Trecho:
Trabalhos Aprovados 2018

Ficha do Proponente

Proponente

    Fernando Morais da Costa (UFF)

Minicurrículo

    Fernando Morais da Costa é professor do Departamento de Cinema e Vídeo e do Programa de Pós-Graduação em Cinema e Audiovisual da Universidade Federal Fluminense. Autor de O som no cinema brasileiro (Rio de Janeiro: 7 Letras, 2008) e organizador de Som + Imagem (Rio de Janeiro: 7 Letras, 2012). É atualmente o secretário acadêmico da SOCINE.

Ficha do Trabalho

Título

    Arábia. O narrador que tarda, as pessoas que falam devagar

Seminário

    Estilo e som no audiovisual

Resumo

    Arábia se insere em um conjunto de filmes contemporâneos que trazem, ao mesmo tempo, uma voz de um narrador marcante, em primeira pessoa, e momentos de silêncios evidentes do que seriam os ruídos em torno do espaço no qual os personagens trabalham. Quão ligados, como espectadores, estamos à voz desse narrador improvável, e como isso se dá? Quão importantes são os silêncios que dividimos com ele?

Resumo expandido

    Arábia traz um narrador em primeira pessoa cuja voz ouvimos apenas depois de um longo prólogo. Durante um tempo razoável da exibição do longa-metragem o dono daquela voz não surge como um personagem central.
    A partir do momento em que tal voz aparece, podemos entender que somos guiados por um narrador improvável. Um narrador que nos diz não ser bom com as palavras. Que não sabe escrever bem, embora as palavras que escutemos, e que escutaremos até o fim do filme, venham da leitura de um caderno seu.

Dados para análise:
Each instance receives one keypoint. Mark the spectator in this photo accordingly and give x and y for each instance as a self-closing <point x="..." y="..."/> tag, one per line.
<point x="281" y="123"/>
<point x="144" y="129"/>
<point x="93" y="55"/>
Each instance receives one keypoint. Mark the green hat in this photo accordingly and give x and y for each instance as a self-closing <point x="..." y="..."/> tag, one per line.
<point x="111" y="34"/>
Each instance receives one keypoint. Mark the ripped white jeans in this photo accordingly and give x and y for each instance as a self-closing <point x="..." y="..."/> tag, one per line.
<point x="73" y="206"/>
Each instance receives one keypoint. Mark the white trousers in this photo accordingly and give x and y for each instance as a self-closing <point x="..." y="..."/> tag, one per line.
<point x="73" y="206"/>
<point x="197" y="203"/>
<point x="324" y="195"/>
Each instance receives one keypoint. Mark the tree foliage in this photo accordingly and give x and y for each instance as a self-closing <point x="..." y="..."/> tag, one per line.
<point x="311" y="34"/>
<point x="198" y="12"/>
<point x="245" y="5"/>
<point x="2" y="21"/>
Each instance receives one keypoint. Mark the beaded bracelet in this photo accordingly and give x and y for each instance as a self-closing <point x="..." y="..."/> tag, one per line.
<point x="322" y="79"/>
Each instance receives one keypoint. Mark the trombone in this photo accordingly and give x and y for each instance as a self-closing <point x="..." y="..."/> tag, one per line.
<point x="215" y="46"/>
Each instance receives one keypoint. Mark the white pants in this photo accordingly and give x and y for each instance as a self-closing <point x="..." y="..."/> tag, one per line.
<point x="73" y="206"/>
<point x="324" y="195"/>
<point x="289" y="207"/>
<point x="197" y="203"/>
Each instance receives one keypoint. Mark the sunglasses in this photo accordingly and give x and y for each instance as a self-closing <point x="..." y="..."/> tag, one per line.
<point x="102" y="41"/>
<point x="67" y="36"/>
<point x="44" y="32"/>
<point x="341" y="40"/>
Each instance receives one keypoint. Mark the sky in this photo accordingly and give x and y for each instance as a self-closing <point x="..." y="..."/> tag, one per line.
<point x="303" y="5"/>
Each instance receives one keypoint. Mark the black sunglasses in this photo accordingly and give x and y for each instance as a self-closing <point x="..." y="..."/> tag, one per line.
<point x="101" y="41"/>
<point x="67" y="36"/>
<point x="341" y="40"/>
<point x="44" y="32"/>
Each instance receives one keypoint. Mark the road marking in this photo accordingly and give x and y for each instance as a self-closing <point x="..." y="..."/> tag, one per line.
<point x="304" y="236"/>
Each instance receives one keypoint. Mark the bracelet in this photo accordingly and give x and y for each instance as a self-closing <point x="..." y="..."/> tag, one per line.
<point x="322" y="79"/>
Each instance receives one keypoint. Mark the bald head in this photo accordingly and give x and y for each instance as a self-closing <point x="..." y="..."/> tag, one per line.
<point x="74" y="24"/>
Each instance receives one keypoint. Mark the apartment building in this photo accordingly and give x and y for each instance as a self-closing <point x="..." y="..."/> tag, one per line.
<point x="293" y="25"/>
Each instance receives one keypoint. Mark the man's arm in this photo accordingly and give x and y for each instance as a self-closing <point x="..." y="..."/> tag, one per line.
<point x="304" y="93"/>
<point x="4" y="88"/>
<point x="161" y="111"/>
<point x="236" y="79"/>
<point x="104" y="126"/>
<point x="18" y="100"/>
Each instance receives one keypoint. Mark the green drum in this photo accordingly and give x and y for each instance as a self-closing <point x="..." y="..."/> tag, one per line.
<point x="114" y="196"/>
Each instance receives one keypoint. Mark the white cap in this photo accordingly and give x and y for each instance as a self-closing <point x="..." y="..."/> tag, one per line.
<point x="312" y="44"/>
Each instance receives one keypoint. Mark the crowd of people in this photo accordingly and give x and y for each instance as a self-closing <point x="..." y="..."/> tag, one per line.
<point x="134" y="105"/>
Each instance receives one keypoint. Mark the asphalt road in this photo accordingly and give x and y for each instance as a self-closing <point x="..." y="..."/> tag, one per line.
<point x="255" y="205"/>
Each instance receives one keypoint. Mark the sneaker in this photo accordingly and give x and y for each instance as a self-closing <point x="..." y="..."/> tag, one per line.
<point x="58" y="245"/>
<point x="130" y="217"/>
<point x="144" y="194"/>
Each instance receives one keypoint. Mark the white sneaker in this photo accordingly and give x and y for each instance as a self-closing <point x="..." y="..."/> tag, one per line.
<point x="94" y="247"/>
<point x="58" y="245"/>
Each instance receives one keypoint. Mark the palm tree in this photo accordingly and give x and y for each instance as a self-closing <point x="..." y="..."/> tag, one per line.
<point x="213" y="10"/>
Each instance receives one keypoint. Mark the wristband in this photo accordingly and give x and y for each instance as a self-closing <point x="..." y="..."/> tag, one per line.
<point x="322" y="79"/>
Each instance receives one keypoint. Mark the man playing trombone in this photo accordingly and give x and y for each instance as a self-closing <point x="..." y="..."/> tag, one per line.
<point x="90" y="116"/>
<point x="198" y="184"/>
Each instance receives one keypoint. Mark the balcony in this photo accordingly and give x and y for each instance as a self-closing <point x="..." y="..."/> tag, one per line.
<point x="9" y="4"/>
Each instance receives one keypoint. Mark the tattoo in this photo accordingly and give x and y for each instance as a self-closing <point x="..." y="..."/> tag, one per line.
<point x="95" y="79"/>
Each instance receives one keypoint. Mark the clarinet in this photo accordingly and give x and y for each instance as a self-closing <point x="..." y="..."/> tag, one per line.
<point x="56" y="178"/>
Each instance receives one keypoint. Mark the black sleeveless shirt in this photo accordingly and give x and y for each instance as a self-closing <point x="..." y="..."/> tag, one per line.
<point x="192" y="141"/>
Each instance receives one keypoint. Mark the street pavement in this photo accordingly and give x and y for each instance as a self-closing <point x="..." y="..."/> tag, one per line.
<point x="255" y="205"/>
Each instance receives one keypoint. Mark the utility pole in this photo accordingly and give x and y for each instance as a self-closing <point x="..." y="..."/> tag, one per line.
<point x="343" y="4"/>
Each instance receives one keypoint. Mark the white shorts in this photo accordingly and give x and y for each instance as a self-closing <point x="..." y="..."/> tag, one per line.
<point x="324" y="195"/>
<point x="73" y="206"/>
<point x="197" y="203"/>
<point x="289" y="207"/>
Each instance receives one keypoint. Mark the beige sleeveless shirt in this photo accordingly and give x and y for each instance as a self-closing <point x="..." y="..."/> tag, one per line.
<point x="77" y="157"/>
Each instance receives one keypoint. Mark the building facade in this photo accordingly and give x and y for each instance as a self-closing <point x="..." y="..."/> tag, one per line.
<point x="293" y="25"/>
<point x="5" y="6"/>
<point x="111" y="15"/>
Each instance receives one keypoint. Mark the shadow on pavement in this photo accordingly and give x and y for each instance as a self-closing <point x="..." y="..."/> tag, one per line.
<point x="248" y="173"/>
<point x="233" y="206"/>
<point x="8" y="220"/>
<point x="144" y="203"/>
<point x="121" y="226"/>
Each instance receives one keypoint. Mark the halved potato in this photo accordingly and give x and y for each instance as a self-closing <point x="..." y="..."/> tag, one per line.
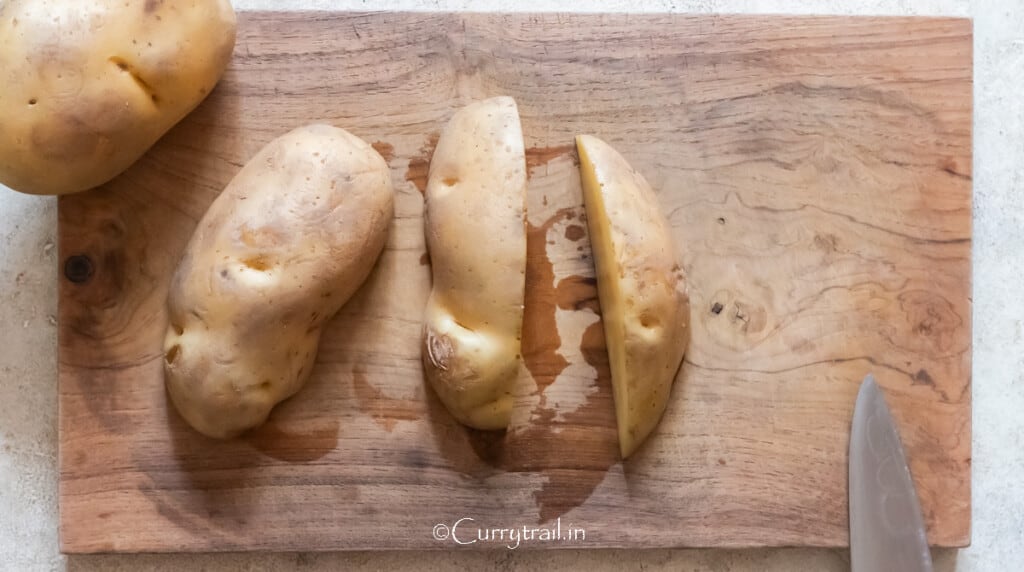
<point x="476" y="235"/>
<point x="644" y="305"/>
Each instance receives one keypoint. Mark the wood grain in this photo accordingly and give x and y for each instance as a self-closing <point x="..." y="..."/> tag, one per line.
<point x="816" y="172"/>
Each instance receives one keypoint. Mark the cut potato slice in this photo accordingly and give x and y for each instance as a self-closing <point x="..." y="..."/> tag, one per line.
<point x="644" y="304"/>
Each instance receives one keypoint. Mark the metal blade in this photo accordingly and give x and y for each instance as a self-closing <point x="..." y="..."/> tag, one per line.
<point x="887" y="532"/>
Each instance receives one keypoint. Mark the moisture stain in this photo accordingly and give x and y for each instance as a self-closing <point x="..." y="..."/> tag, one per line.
<point x="386" y="411"/>
<point x="419" y="166"/>
<point x="385" y="149"/>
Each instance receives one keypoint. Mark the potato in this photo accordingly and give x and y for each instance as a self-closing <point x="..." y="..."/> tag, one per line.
<point x="278" y="254"/>
<point x="644" y="305"/>
<point x="89" y="86"/>
<point x="476" y="235"/>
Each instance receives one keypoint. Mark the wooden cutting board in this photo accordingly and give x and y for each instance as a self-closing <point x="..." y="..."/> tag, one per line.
<point x="816" y="172"/>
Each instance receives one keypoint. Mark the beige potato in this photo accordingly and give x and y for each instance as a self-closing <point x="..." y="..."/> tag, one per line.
<point x="89" y="86"/>
<point x="278" y="254"/>
<point x="644" y="305"/>
<point x="476" y="235"/>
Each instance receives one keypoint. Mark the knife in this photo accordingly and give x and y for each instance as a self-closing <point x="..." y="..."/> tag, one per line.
<point x="887" y="532"/>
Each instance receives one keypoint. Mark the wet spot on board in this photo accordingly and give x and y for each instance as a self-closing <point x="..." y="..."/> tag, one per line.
<point x="419" y="166"/>
<point x="386" y="411"/>
<point x="574" y="232"/>
<point x="385" y="149"/>
<point x="540" y="157"/>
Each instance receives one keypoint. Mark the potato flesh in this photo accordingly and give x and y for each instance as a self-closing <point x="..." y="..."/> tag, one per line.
<point x="278" y="254"/>
<point x="644" y="305"/>
<point x="89" y="86"/>
<point x="476" y="235"/>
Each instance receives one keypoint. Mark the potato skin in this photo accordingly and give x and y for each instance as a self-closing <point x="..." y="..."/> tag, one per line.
<point x="89" y="86"/>
<point x="476" y="235"/>
<point x="645" y="306"/>
<point x="284" y="247"/>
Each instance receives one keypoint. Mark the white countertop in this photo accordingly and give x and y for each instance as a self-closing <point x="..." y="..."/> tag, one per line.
<point x="28" y="339"/>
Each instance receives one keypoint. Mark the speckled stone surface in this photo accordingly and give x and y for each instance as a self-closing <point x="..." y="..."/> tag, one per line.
<point x="28" y="339"/>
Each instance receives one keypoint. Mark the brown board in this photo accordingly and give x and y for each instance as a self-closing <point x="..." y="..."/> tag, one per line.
<point x="816" y="172"/>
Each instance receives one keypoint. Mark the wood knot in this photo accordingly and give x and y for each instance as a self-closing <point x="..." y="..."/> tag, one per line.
<point x="79" y="268"/>
<point x="734" y="318"/>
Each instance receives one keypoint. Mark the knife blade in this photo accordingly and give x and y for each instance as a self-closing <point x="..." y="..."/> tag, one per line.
<point x="887" y="531"/>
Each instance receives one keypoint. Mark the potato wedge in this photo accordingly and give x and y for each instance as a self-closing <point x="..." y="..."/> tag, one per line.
<point x="284" y="247"/>
<point x="644" y="304"/>
<point x="89" y="86"/>
<point x="476" y="236"/>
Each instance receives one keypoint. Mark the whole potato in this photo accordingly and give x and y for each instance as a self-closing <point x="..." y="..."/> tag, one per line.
<point x="476" y="233"/>
<point x="278" y="254"/>
<point x="89" y="86"/>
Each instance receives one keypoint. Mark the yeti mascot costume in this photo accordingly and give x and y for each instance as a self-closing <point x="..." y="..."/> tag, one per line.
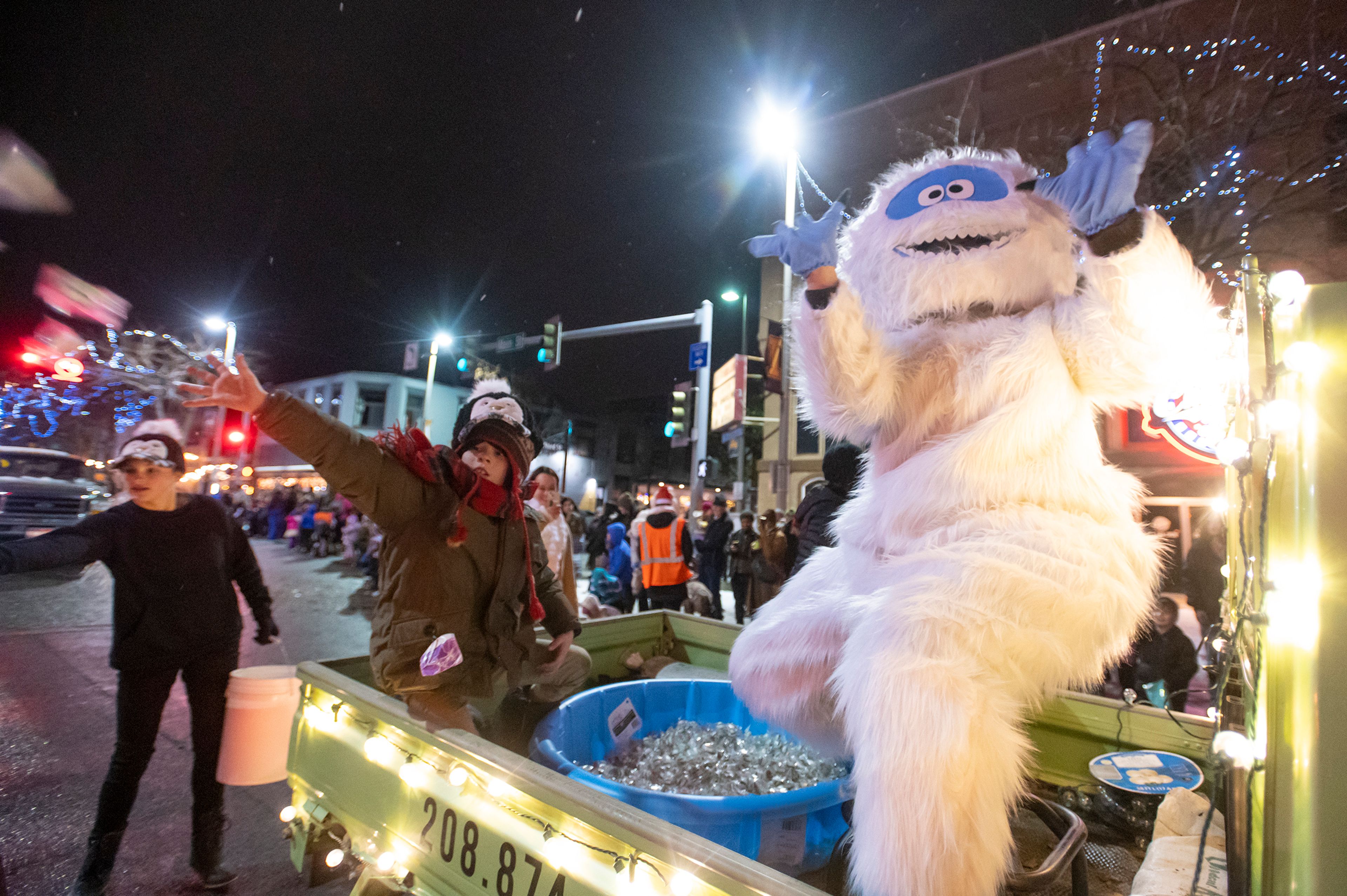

Faça o seguinte:
a) Reproduza, sem qualquer alteração, a parte do trecho que vai de "Ficha do Trabalho" a "dividimos com ele?".
b) Resuma o trecho em duas frases.
Os dados não têm relação alguma com o trecho.

Resultados das tarefas:
a)
Ficha do Trabalho

Título

    Arábia. O narrador que tarda, as pessoas que falam devagar

Seminário

    Estilo e som no audiovisual

Resumo

    Arábia se insere em um conjunto de filmes contemporâneos que trazem, ao mesmo tempo, uma voz de um narrador marcante, em primeira pessoa, e momentos de silêncios evidentes do que seriam os ruídos em torno do espaço no qual os personagens trabalham. Quão ligados, como espectadores, estamos à voz desse narrador improvável, e como isso se dá? Quão importantes são os silêncios que dividimos com ele?

b) Fernando Morais da Costa, professor da Universidade Federal Fluminense e secretário acadêmico da SOCINE, é o proponente do trabalho "Arábia. O narrador que tarda, as pessoas que falam devagar", inscrito no seminário Estilo e som no audiovisual. O trabalho discute a voz em primeira pessoa de um narrador improvável, ouvida apenas depois de um longo prólogo, e os silêncios que o espectador divide com ele.